- **Consigne**
Recopiez le passage de l'extrait sur le coût des énergies renouvelables qui commence par « Au sein de la » et va jusqu'à « de manière positive. ».

- **Extrait fourni**
☆ ☆ ☆

Au sein de la première partie de cet article, nous avons montré qu’il n’existe pas de lien observé entre les prix du pétrole et le développement des énergies renouvelables, et que par conséquent la transition énergétique n’est pas censée être « ralentie » par de faibles prix du pétrole. Toutefois, nous pouvons aller plus loin en nous demandant si la transition énergétique pourrait être tout simplement ralentie par les énergies fossiles – et ce quel que soit leur prix. Une étude des avantages comparatifs de chaque type d’énergie (coût, rendement, disponibilité, enjeux géopolitiques, etc.) est alors nécessaire afin de déterminer si les énergies renouvelables sont une alternative crédible aux énergies fossiles, et si leur développement sur le long terme peut s’envisager de manière positive.

Les renouvelables deviennent structurellement de moins en moins chers

Le coût de construction de leurs installations a toujours été le plus gros obstacle à leur développement jusqu’à présent, pesant inévitablement sur les investissements dans le secteur. Cependant, le développement de nouvelles technologies (« smart grids », nouvelles techniques de conversion de la biomasse ou de stockage de l’électricité), la forte démonstration de soutien des régulateurs (normes de portefeuilles renouvelables, crédits d’impôt, tarifs de rachat,…) et la concurrence accélérée entre les acteurs, représentent autant de facteurs encourageant une croissance rapide des énergies renouvelables.

En conséquence, d’après la société de consulting McKinsey et le US National Renewable Energy Laboratory (NREL), le coût de l’énergie éolienne a chuté de 58 % depuis 2009, grâce à des matériaux moins chers et à une meilleure efficience[1]  . Pour ce qui est du solaire, le coût des systèmes photovoltaïques résidentiels et commerciaux a chuté à un rythme de 6 à 7 % par an entre 1998 et 2013, allant même jusqu’à 12 à 15 % par an entre 2012 et 2013. Si ce rythme se poursuit, d’après l’étude, les renouvelables seront compétitifs avec les énergies fossiles dès 2020 dans la majorité des états américains.

☆ ☆ ☆

- **Éléments enregistrés d'une collection**
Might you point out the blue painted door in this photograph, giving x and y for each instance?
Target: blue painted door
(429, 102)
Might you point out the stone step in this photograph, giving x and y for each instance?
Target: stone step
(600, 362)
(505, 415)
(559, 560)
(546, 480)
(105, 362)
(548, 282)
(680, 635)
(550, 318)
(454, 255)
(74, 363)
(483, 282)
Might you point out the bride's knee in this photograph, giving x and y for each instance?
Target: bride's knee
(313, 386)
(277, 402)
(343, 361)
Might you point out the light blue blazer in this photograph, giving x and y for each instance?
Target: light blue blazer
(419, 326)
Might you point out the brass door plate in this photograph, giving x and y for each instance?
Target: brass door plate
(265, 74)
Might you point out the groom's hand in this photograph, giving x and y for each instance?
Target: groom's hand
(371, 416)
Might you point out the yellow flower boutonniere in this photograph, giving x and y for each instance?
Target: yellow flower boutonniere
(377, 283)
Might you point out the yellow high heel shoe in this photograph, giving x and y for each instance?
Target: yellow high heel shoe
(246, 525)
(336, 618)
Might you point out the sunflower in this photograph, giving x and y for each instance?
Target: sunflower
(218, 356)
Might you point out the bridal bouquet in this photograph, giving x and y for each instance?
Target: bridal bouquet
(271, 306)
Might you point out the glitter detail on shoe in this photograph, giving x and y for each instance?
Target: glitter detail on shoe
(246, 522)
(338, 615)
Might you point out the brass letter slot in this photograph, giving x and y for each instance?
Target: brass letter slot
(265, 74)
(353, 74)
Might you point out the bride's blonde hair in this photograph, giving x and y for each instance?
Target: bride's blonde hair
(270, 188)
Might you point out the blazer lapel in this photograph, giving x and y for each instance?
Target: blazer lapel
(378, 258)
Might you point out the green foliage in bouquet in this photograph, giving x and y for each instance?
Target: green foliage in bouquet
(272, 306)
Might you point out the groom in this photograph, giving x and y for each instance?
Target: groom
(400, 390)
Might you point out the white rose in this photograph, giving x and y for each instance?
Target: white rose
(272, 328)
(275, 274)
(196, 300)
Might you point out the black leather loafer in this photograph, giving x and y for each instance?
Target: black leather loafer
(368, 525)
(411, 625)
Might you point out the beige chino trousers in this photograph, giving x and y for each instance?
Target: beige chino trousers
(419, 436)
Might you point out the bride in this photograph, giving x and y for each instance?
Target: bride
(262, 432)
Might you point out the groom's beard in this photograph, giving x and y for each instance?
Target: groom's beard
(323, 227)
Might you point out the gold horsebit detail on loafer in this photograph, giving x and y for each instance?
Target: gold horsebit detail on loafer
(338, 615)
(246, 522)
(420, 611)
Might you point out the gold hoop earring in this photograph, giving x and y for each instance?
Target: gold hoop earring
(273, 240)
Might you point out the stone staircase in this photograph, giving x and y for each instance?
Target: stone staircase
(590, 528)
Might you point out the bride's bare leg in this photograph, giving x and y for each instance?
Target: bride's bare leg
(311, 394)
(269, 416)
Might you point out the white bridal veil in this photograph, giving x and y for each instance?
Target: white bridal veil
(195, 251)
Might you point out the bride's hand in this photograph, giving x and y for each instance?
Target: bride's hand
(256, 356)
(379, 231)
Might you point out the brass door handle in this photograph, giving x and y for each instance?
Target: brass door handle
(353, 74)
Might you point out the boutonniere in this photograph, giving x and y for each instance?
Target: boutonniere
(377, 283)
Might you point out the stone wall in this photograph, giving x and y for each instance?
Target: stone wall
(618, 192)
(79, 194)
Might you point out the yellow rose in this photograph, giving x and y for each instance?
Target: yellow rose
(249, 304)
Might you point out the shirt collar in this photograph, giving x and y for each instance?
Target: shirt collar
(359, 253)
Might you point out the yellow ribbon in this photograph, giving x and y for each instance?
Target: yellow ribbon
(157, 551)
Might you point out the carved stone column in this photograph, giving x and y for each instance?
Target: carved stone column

☆ ☆ ☆

- **Réponse**
Au sein de la première partie de cet article, nous avons montré qu’il n’existe pas de lien observé entre les prix du pétrole et le développement des énergies renouvelables, et que par conséquent la transition énergétique n’est pas censée être « ralentie » par de faibles prix du pétrole. Toutefois, nous pouvons aller plus loin en nous demandant si la transition énergétique pourrait être tout simplement ralentie par les énergies fossiles – et ce quel que soit leur prix. Une étude des avantages comparatifs de chaque type d’énergie (coût, rendement, disponibilité, enjeux géopolitiques, etc.) est alors nécessaire afin de déterminer si les énergies renouvelables sont une alternative crédible aux énergies fossiles, et si leur développement sur le long terme peut s’envisager de manière positive.